Dataset entries

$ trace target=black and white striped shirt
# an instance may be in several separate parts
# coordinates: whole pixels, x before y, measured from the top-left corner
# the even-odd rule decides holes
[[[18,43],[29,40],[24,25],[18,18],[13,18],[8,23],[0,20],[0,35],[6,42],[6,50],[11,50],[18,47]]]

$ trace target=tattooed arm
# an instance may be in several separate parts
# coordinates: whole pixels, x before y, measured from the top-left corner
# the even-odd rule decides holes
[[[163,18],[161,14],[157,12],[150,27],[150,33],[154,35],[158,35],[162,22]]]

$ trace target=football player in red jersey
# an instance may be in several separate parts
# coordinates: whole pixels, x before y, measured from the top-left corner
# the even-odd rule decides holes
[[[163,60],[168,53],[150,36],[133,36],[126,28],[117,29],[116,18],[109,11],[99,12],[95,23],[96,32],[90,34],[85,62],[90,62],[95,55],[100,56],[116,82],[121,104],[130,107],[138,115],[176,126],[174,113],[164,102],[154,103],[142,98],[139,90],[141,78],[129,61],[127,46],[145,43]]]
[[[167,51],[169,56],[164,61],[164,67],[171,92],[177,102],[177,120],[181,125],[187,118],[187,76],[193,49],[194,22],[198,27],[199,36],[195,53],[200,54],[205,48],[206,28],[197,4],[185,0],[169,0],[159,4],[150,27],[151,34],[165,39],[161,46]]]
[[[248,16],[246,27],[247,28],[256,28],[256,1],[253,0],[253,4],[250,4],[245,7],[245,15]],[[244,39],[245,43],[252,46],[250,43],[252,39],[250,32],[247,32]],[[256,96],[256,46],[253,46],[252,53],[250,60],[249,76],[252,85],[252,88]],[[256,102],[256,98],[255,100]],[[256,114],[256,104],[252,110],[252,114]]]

▶ [GOAL] Rewrite all of the items above, swapping "separate parts" for "disjoint pieces" and leaving everything else unchanged.

▶ [FINISHED TASK]
$ trace target=black and white striped shirt
# an instance may be in several disjoint pieces
# coordinates: whole pixels, x before y, measured from the top-left corner
# the even-odd rule decides holes
[[[18,43],[29,40],[24,25],[18,18],[13,18],[8,23],[0,20],[0,35],[6,42],[6,50],[11,50],[18,47]]]

$ trace target=tattooed arm
# an instance may be in several disjoint pieces
# coordinates: whole pixels, x before y, measured from the top-left corner
# the even-odd rule decides holes
[[[163,18],[161,14],[157,12],[150,27],[150,33],[154,35],[158,35],[162,22]]]

$ trace target=football player in red jersey
# an instance may be in several disjoint pieces
# coordinates: whole pixels, x before y, measured from the top-left corner
# the even-odd rule decides holes
[[[163,60],[168,53],[150,36],[133,36],[126,28],[117,29],[116,18],[109,11],[99,12],[95,23],[96,32],[90,34],[85,62],[90,62],[95,55],[100,56],[116,82],[121,104],[130,107],[138,115],[176,126],[174,113],[164,102],[154,103],[142,98],[139,90],[141,78],[129,61],[127,46],[145,43]]]
[[[167,51],[169,56],[164,61],[164,67],[171,92],[177,102],[177,120],[181,125],[187,118],[187,76],[193,49],[194,22],[198,27],[199,36],[195,53],[200,54],[205,48],[206,28],[197,4],[185,0],[169,0],[159,4],[150,27],[151,34],[165,39],[161,46]]]
[[[248,16],[246,27],[247,28],[256,28],[256,1],[253,0],[253,4],[250,4],[245,7],[245,15]],[[244,39],[245,43],[252,46],[250,43],[252,39],[250,32],[247,32]],[[256,96],[256,46],[253,46],[252,53],[250,60],[249,76],[252,85],[252,88]],[[256,102],[256,98],[255,100]],[[256,114],[256,104],[252,110],[252,114]]]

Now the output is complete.